--- start Supplied text ---

Adani’s moment of truth

The political campaign against Adani’s Carmichael mine has failed. That’s a big shift from the last Queensland state election, where the state government gained support in the south-east and held on to it in North Queensland. Obviously, Bob Brown’s convoy was counter-productive, perhaps disastrously so, and this failure will undermine any future direct action campaign in the region.

Given the election outcome, the approvals made by the Federal government will stay in place, and the Queensland state government is under immense (I would judge irresistible) pressure to expedite the remaining processes.

But we have been here before. Most of the approvals[1] needed to begin work were completed in 2016, at a time when both the Queensland and Federal governments were highly supportive (Anna Palaszczuk cut the ribbon at the opening of Adani’s Townsville regional HQ in 2017). At the time, I wrote

In summary, we appear likely to find out what happens when a dog catches the car it has been chasing. Adani and its backers have been denouncing green tape and “lawfare” as the only obstacles to the bonanza they have on offer. Now, the legal and administrative obstacles are gone, so they have only to line up the money, rehire the contractors and announce the starting date. My guess is that this will never happen.

That’s still my guess, three years later. The economics of the scaled down project still don’t stack up, and the problems with finance and contractors are even greater now than in 2016. However, there’s nothing more I can do to influence the outcome, so we will just have to wait and see.

Update: I meant to add that, if the project does go ahead, it will almost certainly involve a substantial injection of public money, which will not be recovered. Adani has plenty of form in this respect.

fn1. Obviously, not all of them. But if Adani had wanted to start work in 2016, they could have done so, and, given bipartisan political support, would certainly have found a way to deal with any remaining clearances. In fact, they announced they would be starting work then, and reannounced it in 2017.

45 thoughts on “Adani’s moment of truth

  1. Smith9 May 21, 2019 at 10:38 am says: “To this you can add the effect of Saint Bob riding into town and giving them a sermon.”

    Nope. It is down to a totally crap Labor campaign there, over the last couple of years at least, and to the local CFMEU campaign of undermining Labor. Will the CFMEU bring down a workchoices clone on itself and all other workers as it did in 2004 in Tasmania? We’ll see.

  2. Paul Norton says May 20, 2019 at 2:06 pm johnquiggin.com/2019/05/20/adanis-moment-of-truth/comment-page-1/#comment-210646 – “The historical comparison is with the vote to re-elect the Howard government in 2004 by residents of northern Tasmania in the belief that the Gunns Bell Bay pulp mill would be their economic salvation.”

    Jon Brodie says May 21, 2019 at 10:18 am johnquiggin.com/2019/05/20/adanis-moment-of-truth/comment-page-1/#comment-210699 – “The issue is not just about Adani but the Greens and greens campaign against coal in general … Bob Brown’s convoy was a final straw and an important factor why Labor lost the election.”

    Yes.

    And no.

    https://www.abc.net.au/radionational/programs/drive/did-adani-lose-labor-the-election/11131516
    RN Drive
    Monday 20 May 2019 6:35PM
    Guest: Bob Brown, former Greens leader
    Did Adani lose Labor the election?

--- end Supplied text ---
--- start Given data ---

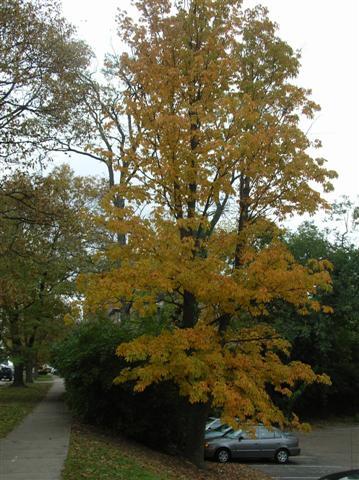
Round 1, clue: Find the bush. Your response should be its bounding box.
[52,318,186,447]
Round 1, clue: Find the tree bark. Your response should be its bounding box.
[12,363,25,387]
[25,359,34,383]
[181,400,210,468]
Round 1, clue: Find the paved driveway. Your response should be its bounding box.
[249,424,359,480]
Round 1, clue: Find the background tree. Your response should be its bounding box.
[0,167,105,385]
[82,0,335,465]
[0,0,90,166]
[271,206,359,418]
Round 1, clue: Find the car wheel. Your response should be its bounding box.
[216,448,231,463]
[274,448,289,463]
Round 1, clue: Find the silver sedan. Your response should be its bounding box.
[205,425,300,463]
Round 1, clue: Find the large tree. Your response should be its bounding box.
[83,0,334,465]
[0,0,90,166]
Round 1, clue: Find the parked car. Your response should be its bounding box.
[205,425,300,463]
[0,365,13,382]
[319,470,359,480]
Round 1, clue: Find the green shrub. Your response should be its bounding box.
[52,318,186,447]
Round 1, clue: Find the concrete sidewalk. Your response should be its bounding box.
[0,379,71,480]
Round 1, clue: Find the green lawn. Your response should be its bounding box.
[0,383,51,438]
[62,425,173,480]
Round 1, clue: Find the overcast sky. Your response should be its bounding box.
[63,0,359,202]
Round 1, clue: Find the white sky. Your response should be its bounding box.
[63,0,359,199]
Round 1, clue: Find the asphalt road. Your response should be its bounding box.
[252,424,359,480]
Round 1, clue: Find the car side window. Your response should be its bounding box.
[256,427,277,439]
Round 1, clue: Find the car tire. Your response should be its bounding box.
[274,448,289,463]
[216,448,231,463]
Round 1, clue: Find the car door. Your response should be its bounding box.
[256,426,282,458]
[226,431,260,458]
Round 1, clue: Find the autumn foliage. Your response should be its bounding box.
[81,0,335,463]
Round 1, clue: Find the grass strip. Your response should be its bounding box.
[61,425,173,480]
[0,383,51,438]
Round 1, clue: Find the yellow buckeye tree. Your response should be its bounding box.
[82,0,335,465]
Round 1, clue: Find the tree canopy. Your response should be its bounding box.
[0,0,91,166]
[81,0,335,463]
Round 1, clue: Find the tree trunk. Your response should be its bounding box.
[181,400,210,468]
[25,359,34,383]
[12,363,25,387]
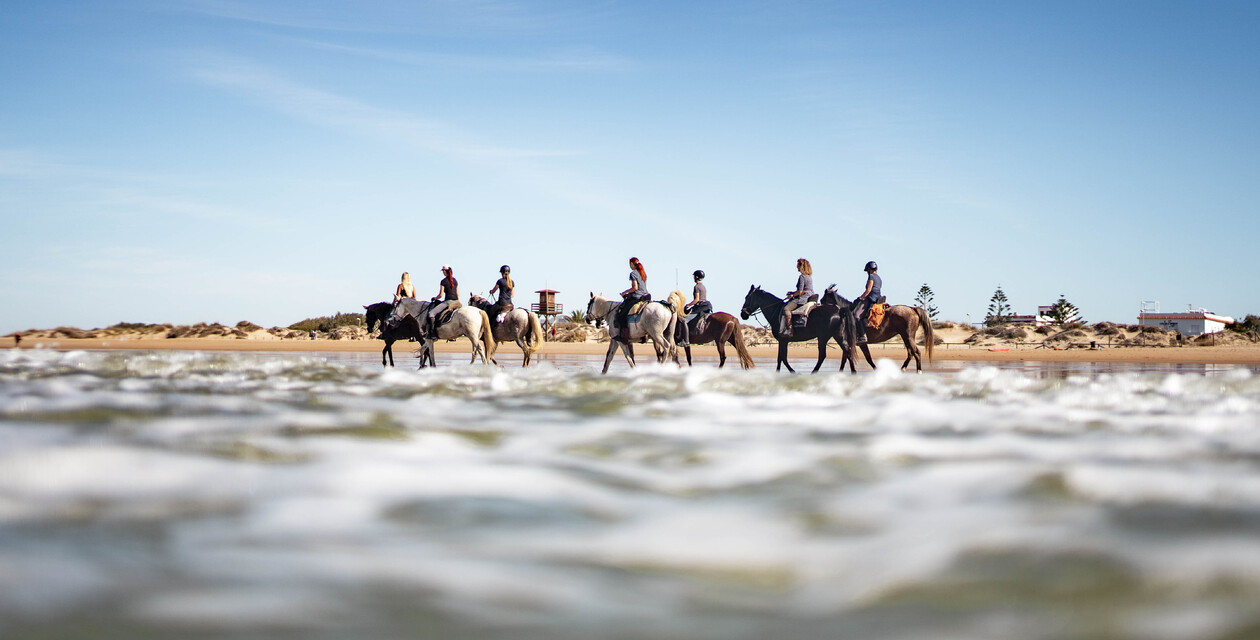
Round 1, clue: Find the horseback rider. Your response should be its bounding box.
[394,271,416,306]
[616,258,651,343]
[683,270,713,334]
[854,260,883,343]
[489,265,517,325]
[421,265,461,338]
[779,258,814,338]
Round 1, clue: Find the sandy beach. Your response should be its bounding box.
[0,338,1260,365]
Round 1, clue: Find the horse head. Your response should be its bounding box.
[740,285,761,320]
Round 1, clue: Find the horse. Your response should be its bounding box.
[386,297,499,367]
[469,294,543,367]
[363,302,437,368]
[669,291,753,369]
[824,288,936,373]
[740,285,858,373]
[586,292,682,373]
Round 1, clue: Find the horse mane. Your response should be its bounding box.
[818,283,853,306]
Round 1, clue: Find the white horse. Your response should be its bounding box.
[586,292,682,373]
[469,295,543,367]
[392,297,499,364]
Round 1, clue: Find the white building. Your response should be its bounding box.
[1138,302,1234,335]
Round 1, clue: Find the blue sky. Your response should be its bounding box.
[0,0,1260,333]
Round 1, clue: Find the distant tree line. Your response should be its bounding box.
[289,312,368,334]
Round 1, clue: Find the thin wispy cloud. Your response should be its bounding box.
[98,188,282,228]
[287,38,634,73]
[177,0,616,35]
[197,62,624,204]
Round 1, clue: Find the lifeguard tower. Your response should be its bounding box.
[529,289,564,326]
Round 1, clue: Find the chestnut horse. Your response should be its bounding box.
[669,291,753,369]
[823,288,936,373]
[740,285,857,373]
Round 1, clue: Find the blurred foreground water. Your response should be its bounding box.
[0,350,1260,640]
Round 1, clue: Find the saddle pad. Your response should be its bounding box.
[791,302,818,316]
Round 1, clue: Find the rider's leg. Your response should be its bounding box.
[779,300,800,338]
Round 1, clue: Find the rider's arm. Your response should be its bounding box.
[621,278,639,297]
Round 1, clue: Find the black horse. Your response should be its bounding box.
[740,285,858,373]
[363,302,437,369]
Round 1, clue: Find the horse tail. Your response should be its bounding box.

--- end Given data ---

Directives:
**1)** Could you output the post on Adani's Carmichael mine from "That’s still my" to "wait and see."?
**2)** Can you return the records from their very start up to and including the line with "[0,379,71,480]", leaving the pictures out?

Answers below:
**1)**
That’s still my guess, three years later. The economics of the scaled down project still don’t stack up, and the problems with finance and contractors are even greater now than in 2016. However, there’s nothing more I can do to influence the outcome, so we will just have to wait and see.

**2)**
Round 1, clue: Find the bush. Your response should be its bounding box.
[52,318,186,447]
Round 1, clue: Find the tree bark. Your response should be its bounding box.
[12,363,25,387]
[25,359,34,383]
[181,400,210,468]
Round 1, clue: Find the paved driveway. Your response should be its bounding box.
[249,424,359,480]
Round 1, clue: Find the background tree. Your response should be its bounding box.
[0,167,105,385]
[82,0,335,465]
[0,0,90,166]
[271,206,359,418]
Round 1, clue: Find the car wheel. Your response should be its bounding box.
[216,448,231,463]
[274,448,289,463]
Round 1, clue: Find the silver sedan. Your response should be its bounding box.
[205,425,300,463]
Round 1, clue: Find the large tree. Your response should be its bounding box.
[83,0,334,465]
[0,0,90,166]
Round 1, clue: Find the parked car. Your response should be its bounding box.
[205,425,300,463]
[0,365,13,382]
[319,470,359,480]
Round 1, clue: Find the green shrub. Your response should be its bounding box.
[52,318,186,447]
Round 1, clue: Find the concrete sidewalk. Your response should be its bounding box.
[0,379,71,480]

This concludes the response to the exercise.